_Problem description:_ Arrange every line of the entries below as a Markdown table with the columns Row and Entry line. Number each row and leave out blank lines.

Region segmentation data
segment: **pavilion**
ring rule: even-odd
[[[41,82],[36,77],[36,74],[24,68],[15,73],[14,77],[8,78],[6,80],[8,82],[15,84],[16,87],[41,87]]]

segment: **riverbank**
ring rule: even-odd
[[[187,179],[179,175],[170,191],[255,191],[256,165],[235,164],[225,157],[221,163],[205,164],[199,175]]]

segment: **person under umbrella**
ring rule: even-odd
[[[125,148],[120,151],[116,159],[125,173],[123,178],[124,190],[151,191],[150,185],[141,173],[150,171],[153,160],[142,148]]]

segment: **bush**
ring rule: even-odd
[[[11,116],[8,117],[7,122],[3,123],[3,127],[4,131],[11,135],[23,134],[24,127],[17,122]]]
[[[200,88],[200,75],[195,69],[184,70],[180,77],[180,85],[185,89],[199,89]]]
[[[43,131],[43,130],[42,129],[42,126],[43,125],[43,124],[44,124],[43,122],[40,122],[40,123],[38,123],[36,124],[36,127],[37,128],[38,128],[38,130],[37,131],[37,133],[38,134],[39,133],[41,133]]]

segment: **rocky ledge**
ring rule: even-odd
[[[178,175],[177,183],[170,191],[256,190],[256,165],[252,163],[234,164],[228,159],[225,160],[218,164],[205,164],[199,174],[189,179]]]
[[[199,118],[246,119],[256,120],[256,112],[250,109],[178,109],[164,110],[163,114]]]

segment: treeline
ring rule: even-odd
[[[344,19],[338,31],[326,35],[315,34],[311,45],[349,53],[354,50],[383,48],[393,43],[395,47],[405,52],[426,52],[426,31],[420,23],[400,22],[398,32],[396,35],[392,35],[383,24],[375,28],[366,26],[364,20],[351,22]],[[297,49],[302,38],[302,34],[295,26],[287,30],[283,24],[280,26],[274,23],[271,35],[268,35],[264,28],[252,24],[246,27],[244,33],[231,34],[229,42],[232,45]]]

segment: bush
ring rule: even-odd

_The reply:_
| Row | Entry line |
|---|---|
| 1 | segment: **pavilion** |
| 2 | ring rule: even-odd |
| 3 | [[[41,82],[36,77],[36,74],[24,68],[15,73],[14,77],[8,78],[6,80],[8,82],[15,84],[16,87],[41,87]]] |
| 4 | segment: **riverbank** |
| 5 | ring rule: even-odd |
| 6 | [[[187,179],[179,175],[170,191],[255,191],[256,165],[235,164],[225,157],[221,163],[205,164],[199,175]]] |
| 7 | segment: **person under umbrella** |
| 8 | ring rule: even-odd |
| 9 | [[[125,148],[120,151],[116,159],[125,173],[123,178],[124,190],[151,191],[150,185],[141,173],[150,171],[153,160],[142,148]]] |
| 10 | segment: **bush** |
| 11 | ring rule: even-odd |
| 12 | [[[11,116],[8,117],[7,122],[3,123],[3,127],[4,131],[11,135],[23,134],[24,127],[17,122]]] |
| 13 | [[[200,88],[200,75],[195,69],[184,70],[180,77],[180,85],[185,89],[199,89]]] |
| 14 | [[[43,131],[43,130],[42,129],[42,126],[43,125],[43,124],[44,124],[43,122],[40,122],[40,123],[38,123],[36,124],[36,127],[37,128],[38,128],[38,130],[37,131],[37,133],[38,134],[39,133],[41,133]]] |
| 15 | segment: **rocky ledge** |
| 16 | ring rule: even-odd |
| 17 | [[[178,175],[177,183],[170,191],[256,190],[256,165],[252,163],[234,164],[228,159],[225,160],[218,164],[205,164],[199,174],[189,179]]] |
| 18 | [[[199,118],[246,119],[256,120],[256,112],[250,109],[178,109],[164,110],[163,114]]] |
| 19 | segment: treeline |
| 20 | ring rule: even-odd |
| 21 | [[[344,19],[338,31],[326,35],[315,34],[311,45],[349,53],[354,50],[383,48],[393,43],[395,47],[405,52],[426,52],[426,31],[420,23],[400,22],[398,32],[396,35],[392,35],[383,24],[375,28],[366,26],[364,20],[351,22]],[[297,49],[302,38],[302,34],[295,26],[287,30],[283,24],[280,26],[274,23],[271,35],[268,35],[264,28],[252,24],[246,27],[244,33],[231,34],[229,42],[232,45]]] |
| 22 | segment: bush |
| 23 | ring rule: even-odd |